> _ACTIONS TO TAKE_
**a.** In the Scalpel forum thread below, what window size does the reply suggest fixing for all variants in the final genotyping round?
**b.** List every option flag given in the scalpel-discovery command quoted in the Scalpel forum thread below.
**c.** Write the next message in the Scalpel forum thread below, picking up after its final post.

> _TEXT_
::::

Hi Giuseppe,
I am running scalpel-discovery in the single mode on a cell line mixture and scalpel is calling few of the homozygous variants (clearly seen in IGV as homozygous) at 50% VAF or less (as Hets). The command I am running is:
scalpel-discovery --single --ref human_g1k_v37_.fasta --numprocs 12 --maxregcov 10000000 --bam $bam --bed $bed --dir
"8 48805816 . A AG . PASS AVGCOV=1233.0;MINCOV=1233;ALTCOV=1269;ZYG=het;COVRATIO=0.49;CHI2=0.52;FISHERPHREDSCORE=0;INH=na;BESTSTATE=na;COVSTATE=na GT:AD:DP 0/1:1269,1233:2502"
I tried playing with some parameter settings such as window size and kmer size and dropping window size to 150 or dropping kmer size to 10 recovers it, but its not always the case and I am not sure if this can have some other adverse effects.
Likewise, if I provide a smaller region in the bed (8:48805810-48805819), it calls it correctly as homozygous variant, but if you provide a larger interval like (8:48805438-48806208), it mis-calls it as a Het.
I understand that Scalpel performs de novo assembly and larger the region, the more reads its gonna have for that window and this can cause such issues. But I wanted to check with you if there is a way we can avoid this mis-labelling from happening or a way we can correct it. Please let me know.
Thank you.
Ashini
Hi Ashini,
thank you for reporting this issue. Indeed the window size can impact the genotype.
I would suggest to perform one more round of genotyping at the end by rerunning scalpel on the final list of variants. I would fix the window to 400 bp for all variants and center it at the variant location to make sure that all the variants are processed somehow consistently. As you already suggested, using a centered window helps reducing these problems, although it will likely not fix all of them. Hope this is useful.
Thanks for your reply.
When you said to re-run Scalpel on the final list of variants, did you mean running scalpel-export?
I tried running the export command but for the same results.
"8 48805816 . A AG . PASS AVGCOV=1233.0;MINCOV=1233;ALTCOV=1269;ZYG=het;COVRATIO=0.49;CHI2=0.52;FISHERPHREDSCORE=0;INH=na;BESTSTATE=na;COVSTATE=na GT:AD:DP 0/1:1269,1233:2502"

::::

> _INFORMATION PROVIDED_
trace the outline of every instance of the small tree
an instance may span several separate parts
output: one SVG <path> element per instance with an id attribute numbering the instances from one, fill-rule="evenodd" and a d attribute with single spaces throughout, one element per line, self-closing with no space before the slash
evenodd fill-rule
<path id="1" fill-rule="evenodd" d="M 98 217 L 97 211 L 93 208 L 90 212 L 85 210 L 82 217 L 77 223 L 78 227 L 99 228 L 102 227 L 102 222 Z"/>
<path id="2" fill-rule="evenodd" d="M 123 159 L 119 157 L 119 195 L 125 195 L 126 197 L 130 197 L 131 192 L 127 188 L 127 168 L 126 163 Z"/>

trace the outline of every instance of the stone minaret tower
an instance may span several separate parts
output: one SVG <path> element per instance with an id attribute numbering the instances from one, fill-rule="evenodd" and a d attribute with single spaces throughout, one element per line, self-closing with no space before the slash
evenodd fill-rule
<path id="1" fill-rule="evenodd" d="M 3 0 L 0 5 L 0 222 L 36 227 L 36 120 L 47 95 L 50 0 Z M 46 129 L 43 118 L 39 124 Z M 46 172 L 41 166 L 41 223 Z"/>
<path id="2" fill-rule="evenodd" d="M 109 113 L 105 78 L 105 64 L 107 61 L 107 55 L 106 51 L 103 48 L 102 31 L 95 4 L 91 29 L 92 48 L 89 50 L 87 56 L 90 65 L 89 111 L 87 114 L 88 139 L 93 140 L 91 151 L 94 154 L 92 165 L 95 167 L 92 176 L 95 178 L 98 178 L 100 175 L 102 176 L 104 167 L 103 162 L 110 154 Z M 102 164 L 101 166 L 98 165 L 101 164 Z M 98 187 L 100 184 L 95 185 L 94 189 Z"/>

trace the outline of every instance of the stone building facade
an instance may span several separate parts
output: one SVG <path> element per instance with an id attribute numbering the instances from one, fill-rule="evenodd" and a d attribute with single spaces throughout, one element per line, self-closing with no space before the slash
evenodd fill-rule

::::

> _RESPONSES TO THE EXERCISE_
**a.** 400 bp, centered at the variant location.

**b.** --single, --ref, --numprocs, --maxregcov, --bam, --bed, --dir

**c.**
scalpel-export --single --db variants.db.dir --bed $bed --ref human_g1k_v37_.fasta
Yes, you are right. Fixing window size might rescue this variant but we don't know what will be the impact on other variants. At this point it looks like, specially for these germline variants one needs to manually inspect variants to determine their zygosity.
What I meant was running "scalpel-discovery" to re-genotype the final list of variants, where the BED input file contains the list of the windows centered at each variant location.
Oh okay. I think I got you. What you meant by re-genotyping is basically running Scalpel again with a new bed file provided that now we have information on all variants, so we can create a new bedfile centered around those variants. I tried this option and it does recover variants for a few cases that were mis-called as Het, even though were pure homozygous variants based on the window size.
However, for all the other cases where True variants are supposed to be at 95% (we can determine this VAF based on dilution of cell lines. Example: A homozygous variant present in Major Cell line at 95% but is a heterozygous variant in minor cell line that was mixed at 5%) VAF are all called at 50% or less, even after adjusting the window sizes. I have never ever seen it call the variants that are not purely homozygous above 50%.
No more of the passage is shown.